- The Washington Times - Wednesday, January 2, 2008


Israeli checkpoints to stay in place

JERUSALEM — Israel’s network of roadblocks will remain in place across the West Bank, the defense minister said yesterday, sparking an outcry from Palestinians who say they cannot rebuild their economy until people and goods move freely.

Defense Minister Ehud Barak’s comments soured an already tense atmosphere between Israel and the Palestinians just days before President Bush’s first visit to the region as U.S. president.

Israeli construction in East Jerusalem and the West Bank and violence between Israelis and Palestinians — and among Palestinians themselves — threaten to overwhelm Mr. Bush’s peace efforts.

Jan. 1 is the day Palestinian Authority President Mahmoud Abbas’ Fatah movement celebrates its anniversary, but in Gaza, Hamas rulers banned fireworks and marches — setting off clashes that killed eight persons and wounded more than 60.

It was the worst outbreak of infighting since Nov. 11, when Hamas forces opened fire at a huge Fatah rally, killing eight and wounding more than 80.


Anti-Putin rumor leads to arrest

TEHRAN — A person working for a telecommunications firm has been arrested for being behind a rumor that Russian President Vladimir Putin would be assassinated in Tehran in October, a news agency said yesterday.

Iran’s semi-official Fars News Agency, citing an informed official, said the arrest was made last week but did not give details.

###

Answer these questions from the news briefs:
1. Who said Israel's roadblocks would remain in place across the West Bank?
2. How many people were killed in the Gaza clashes after Hamas banned fireworks and marches?
3. Which news agency reported the arrest over the rumor about Vladimir Putin?
The listing has no connection to the news briefs.

Items from a dataset:
###

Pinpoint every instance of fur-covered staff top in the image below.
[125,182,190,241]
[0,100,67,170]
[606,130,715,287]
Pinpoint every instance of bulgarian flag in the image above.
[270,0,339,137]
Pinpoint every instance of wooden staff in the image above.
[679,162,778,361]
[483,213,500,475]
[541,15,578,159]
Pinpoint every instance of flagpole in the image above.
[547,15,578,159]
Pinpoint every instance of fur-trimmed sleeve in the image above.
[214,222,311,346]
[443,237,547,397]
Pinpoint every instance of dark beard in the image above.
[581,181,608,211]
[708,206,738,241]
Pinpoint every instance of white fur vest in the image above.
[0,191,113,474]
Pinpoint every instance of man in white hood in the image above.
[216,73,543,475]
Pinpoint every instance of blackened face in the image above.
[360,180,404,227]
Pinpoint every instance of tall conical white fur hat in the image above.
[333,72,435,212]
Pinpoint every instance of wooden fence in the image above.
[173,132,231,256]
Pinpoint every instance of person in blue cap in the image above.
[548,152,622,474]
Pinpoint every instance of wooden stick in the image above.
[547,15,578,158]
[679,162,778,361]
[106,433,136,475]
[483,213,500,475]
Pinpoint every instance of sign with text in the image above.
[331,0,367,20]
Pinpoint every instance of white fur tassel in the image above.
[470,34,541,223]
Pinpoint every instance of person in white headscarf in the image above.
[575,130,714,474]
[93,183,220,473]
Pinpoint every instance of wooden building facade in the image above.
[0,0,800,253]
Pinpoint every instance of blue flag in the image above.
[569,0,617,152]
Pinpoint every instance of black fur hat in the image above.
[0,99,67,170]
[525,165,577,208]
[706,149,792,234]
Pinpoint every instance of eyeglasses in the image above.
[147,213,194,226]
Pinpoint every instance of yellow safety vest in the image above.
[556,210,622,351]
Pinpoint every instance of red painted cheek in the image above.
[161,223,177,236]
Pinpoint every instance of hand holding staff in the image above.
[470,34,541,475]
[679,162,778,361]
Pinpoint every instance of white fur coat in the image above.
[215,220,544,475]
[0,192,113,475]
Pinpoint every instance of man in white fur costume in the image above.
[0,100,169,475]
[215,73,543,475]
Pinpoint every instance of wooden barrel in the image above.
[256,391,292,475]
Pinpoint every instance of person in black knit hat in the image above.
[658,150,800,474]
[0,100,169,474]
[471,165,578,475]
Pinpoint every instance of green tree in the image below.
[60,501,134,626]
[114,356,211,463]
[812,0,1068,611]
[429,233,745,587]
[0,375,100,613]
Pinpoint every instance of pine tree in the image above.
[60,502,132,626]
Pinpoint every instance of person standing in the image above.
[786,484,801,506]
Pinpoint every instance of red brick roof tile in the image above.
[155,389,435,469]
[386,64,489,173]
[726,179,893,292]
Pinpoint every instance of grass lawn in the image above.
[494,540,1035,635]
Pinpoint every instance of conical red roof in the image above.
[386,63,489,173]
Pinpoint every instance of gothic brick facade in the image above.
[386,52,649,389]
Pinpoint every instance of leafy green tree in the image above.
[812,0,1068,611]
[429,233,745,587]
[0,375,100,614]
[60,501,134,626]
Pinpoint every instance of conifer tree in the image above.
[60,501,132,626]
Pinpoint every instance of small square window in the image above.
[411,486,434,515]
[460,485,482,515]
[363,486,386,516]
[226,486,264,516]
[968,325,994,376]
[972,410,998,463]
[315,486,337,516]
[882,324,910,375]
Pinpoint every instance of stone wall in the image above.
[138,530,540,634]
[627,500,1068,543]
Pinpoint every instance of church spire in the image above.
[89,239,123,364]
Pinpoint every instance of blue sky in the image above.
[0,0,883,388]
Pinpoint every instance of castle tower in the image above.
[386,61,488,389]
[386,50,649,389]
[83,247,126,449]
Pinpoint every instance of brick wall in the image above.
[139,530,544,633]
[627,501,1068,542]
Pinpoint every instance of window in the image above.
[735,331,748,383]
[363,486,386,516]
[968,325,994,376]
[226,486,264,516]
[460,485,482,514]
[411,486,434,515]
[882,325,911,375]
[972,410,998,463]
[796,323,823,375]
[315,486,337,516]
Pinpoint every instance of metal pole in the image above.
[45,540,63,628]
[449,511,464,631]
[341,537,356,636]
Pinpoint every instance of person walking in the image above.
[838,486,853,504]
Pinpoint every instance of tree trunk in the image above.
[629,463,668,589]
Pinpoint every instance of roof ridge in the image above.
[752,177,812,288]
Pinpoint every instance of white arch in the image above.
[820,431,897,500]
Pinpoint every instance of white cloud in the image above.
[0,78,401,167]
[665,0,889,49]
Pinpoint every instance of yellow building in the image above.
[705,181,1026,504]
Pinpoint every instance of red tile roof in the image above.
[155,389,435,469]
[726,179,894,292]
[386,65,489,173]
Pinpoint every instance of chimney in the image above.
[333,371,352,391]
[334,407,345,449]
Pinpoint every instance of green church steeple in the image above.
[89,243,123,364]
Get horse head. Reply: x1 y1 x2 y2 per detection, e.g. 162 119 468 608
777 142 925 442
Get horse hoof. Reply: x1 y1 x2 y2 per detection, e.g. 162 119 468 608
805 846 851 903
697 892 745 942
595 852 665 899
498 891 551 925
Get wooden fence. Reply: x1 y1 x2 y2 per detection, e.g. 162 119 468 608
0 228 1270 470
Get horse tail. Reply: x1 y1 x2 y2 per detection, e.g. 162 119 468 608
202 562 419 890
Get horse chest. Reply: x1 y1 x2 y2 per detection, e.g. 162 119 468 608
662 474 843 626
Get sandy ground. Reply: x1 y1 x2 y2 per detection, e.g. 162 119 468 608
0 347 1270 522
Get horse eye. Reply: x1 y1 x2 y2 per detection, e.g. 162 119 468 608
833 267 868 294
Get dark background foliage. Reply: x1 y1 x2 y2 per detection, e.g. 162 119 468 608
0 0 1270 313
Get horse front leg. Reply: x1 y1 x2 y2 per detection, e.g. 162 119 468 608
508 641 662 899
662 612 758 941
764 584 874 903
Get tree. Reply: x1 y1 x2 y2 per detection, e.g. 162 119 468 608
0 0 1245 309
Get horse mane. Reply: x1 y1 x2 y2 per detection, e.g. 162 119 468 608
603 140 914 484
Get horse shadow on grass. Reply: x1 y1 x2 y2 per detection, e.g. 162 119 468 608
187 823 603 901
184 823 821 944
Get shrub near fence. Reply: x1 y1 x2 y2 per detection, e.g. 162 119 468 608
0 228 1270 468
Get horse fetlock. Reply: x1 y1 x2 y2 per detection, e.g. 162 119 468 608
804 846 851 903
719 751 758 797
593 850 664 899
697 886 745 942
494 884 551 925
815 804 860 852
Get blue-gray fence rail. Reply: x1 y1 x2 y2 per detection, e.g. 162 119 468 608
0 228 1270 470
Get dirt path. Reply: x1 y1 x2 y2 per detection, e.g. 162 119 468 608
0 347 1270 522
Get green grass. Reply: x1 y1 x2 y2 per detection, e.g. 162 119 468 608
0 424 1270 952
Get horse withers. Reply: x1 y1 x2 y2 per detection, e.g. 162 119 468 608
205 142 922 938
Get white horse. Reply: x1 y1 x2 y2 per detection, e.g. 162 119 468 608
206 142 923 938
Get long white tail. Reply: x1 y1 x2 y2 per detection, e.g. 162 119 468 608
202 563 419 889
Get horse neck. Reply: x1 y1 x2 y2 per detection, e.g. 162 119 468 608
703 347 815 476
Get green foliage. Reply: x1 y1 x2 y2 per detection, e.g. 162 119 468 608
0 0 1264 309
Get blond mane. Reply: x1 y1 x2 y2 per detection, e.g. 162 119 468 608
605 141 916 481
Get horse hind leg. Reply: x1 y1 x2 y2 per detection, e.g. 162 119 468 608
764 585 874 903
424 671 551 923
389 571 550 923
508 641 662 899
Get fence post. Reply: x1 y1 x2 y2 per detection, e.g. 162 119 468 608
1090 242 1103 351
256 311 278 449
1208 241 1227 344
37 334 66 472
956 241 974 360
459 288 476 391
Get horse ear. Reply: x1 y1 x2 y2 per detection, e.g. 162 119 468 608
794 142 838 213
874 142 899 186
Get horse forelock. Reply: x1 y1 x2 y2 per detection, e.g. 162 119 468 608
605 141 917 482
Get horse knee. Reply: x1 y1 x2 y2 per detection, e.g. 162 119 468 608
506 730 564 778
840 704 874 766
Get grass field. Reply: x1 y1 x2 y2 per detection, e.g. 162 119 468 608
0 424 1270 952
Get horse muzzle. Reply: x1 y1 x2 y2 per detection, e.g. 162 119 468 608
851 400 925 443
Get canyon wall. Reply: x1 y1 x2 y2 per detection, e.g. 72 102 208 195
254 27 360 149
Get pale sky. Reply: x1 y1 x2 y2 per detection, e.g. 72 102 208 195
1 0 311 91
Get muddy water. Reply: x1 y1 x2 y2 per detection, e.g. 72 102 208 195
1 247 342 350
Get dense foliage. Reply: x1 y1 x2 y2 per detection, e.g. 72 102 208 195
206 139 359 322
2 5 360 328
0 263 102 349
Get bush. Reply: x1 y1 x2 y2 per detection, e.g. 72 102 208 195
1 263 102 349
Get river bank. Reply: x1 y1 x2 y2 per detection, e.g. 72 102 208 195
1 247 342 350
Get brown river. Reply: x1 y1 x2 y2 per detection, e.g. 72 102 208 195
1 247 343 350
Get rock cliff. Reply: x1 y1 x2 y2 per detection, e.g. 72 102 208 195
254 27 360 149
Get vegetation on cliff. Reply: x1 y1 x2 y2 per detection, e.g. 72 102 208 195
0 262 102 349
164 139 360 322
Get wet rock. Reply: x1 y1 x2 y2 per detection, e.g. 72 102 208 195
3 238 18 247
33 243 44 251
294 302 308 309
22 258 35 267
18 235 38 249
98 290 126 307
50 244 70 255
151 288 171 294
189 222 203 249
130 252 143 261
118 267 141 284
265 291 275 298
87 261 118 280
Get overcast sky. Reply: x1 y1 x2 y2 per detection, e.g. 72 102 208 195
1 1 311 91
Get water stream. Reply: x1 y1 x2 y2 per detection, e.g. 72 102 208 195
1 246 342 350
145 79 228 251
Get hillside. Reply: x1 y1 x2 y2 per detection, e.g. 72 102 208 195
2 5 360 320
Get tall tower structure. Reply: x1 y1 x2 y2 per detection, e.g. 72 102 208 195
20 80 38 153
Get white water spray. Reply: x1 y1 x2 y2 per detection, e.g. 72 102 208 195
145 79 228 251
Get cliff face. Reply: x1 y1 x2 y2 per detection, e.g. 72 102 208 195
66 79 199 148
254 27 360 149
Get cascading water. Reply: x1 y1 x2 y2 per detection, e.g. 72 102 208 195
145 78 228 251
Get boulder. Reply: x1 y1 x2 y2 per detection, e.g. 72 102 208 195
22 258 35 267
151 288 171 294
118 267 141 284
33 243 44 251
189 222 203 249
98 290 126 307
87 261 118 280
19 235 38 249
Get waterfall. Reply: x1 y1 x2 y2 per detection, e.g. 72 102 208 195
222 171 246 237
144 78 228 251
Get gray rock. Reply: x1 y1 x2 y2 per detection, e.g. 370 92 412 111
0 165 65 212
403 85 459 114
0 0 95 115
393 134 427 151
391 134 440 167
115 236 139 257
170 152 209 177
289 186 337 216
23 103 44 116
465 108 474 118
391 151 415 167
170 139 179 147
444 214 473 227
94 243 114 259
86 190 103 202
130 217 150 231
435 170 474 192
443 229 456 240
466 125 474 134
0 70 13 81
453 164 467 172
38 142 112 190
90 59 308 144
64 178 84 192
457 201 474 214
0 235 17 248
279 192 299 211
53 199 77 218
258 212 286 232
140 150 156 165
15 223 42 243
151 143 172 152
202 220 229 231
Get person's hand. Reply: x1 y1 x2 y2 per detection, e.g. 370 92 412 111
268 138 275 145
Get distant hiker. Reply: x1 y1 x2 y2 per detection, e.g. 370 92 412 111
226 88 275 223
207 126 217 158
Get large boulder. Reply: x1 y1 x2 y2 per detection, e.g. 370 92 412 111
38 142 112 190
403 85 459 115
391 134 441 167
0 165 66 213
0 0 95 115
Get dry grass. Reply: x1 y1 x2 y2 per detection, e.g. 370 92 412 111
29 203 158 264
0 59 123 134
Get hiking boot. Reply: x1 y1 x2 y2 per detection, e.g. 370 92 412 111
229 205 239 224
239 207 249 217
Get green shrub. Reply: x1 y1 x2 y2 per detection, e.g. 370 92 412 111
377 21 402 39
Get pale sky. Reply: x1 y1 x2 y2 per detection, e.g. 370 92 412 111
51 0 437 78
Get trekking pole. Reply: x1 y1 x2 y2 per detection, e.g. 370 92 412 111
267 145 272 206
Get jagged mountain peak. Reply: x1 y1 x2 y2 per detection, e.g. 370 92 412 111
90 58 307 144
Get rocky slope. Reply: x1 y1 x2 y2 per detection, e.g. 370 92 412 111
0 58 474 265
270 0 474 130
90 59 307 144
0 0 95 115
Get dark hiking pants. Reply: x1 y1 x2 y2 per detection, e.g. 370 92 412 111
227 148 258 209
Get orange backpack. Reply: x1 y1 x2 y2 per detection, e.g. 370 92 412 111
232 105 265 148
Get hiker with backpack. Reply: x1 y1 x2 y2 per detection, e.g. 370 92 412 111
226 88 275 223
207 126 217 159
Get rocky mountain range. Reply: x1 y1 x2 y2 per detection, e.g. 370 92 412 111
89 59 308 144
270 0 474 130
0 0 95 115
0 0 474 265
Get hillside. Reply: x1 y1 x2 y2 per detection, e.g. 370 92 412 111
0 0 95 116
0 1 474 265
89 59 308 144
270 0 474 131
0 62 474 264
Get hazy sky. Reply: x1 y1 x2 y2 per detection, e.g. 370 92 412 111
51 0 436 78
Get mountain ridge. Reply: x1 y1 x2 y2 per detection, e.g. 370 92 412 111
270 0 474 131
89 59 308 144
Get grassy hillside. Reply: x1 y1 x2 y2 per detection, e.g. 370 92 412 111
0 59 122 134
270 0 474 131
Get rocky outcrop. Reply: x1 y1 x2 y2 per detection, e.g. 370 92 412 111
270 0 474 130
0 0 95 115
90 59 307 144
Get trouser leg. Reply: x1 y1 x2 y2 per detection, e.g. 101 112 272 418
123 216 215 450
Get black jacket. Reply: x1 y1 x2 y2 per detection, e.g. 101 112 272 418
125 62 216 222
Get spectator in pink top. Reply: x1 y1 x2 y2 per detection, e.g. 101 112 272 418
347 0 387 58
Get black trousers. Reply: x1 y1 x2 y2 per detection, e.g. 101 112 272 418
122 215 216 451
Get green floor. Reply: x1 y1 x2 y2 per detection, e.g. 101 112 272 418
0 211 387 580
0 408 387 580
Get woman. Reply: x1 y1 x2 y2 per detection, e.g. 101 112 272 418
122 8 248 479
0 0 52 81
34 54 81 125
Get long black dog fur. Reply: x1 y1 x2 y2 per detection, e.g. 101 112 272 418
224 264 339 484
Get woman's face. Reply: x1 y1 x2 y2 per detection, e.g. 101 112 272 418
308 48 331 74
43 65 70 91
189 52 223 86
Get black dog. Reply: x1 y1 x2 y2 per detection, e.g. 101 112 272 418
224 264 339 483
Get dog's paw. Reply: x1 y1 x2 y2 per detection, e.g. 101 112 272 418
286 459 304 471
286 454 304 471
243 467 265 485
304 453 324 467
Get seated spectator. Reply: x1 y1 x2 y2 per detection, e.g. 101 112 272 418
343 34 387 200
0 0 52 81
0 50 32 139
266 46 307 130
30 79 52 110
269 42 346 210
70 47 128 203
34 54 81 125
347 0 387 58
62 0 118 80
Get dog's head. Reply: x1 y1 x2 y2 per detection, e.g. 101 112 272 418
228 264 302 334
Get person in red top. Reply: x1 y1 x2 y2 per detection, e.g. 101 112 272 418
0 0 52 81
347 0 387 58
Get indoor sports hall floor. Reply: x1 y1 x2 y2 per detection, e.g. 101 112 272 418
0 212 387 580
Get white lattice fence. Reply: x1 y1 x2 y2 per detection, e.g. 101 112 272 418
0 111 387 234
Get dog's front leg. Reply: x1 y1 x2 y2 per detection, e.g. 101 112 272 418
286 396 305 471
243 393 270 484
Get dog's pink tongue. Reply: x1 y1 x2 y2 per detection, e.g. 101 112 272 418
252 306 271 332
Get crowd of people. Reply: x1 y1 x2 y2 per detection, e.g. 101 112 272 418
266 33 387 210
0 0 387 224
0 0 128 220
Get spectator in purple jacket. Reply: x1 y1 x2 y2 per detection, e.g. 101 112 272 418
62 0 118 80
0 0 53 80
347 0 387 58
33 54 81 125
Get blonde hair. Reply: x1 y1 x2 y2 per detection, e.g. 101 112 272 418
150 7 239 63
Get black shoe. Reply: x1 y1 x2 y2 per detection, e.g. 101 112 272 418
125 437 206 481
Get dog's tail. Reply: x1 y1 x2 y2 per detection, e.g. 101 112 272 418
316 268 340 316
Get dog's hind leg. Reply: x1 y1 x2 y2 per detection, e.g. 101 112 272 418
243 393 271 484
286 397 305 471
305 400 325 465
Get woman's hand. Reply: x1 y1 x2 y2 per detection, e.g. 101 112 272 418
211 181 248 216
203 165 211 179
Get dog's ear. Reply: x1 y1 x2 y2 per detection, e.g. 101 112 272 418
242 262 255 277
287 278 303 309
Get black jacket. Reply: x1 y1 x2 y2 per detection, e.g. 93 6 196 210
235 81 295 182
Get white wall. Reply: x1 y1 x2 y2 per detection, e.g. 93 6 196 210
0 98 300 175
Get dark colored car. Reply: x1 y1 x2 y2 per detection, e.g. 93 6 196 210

###

**FINISHED EXERCISE:**
1. Defense Minister Ehud Barak
2. Eight
3. Iran's semi-official Fars News Agency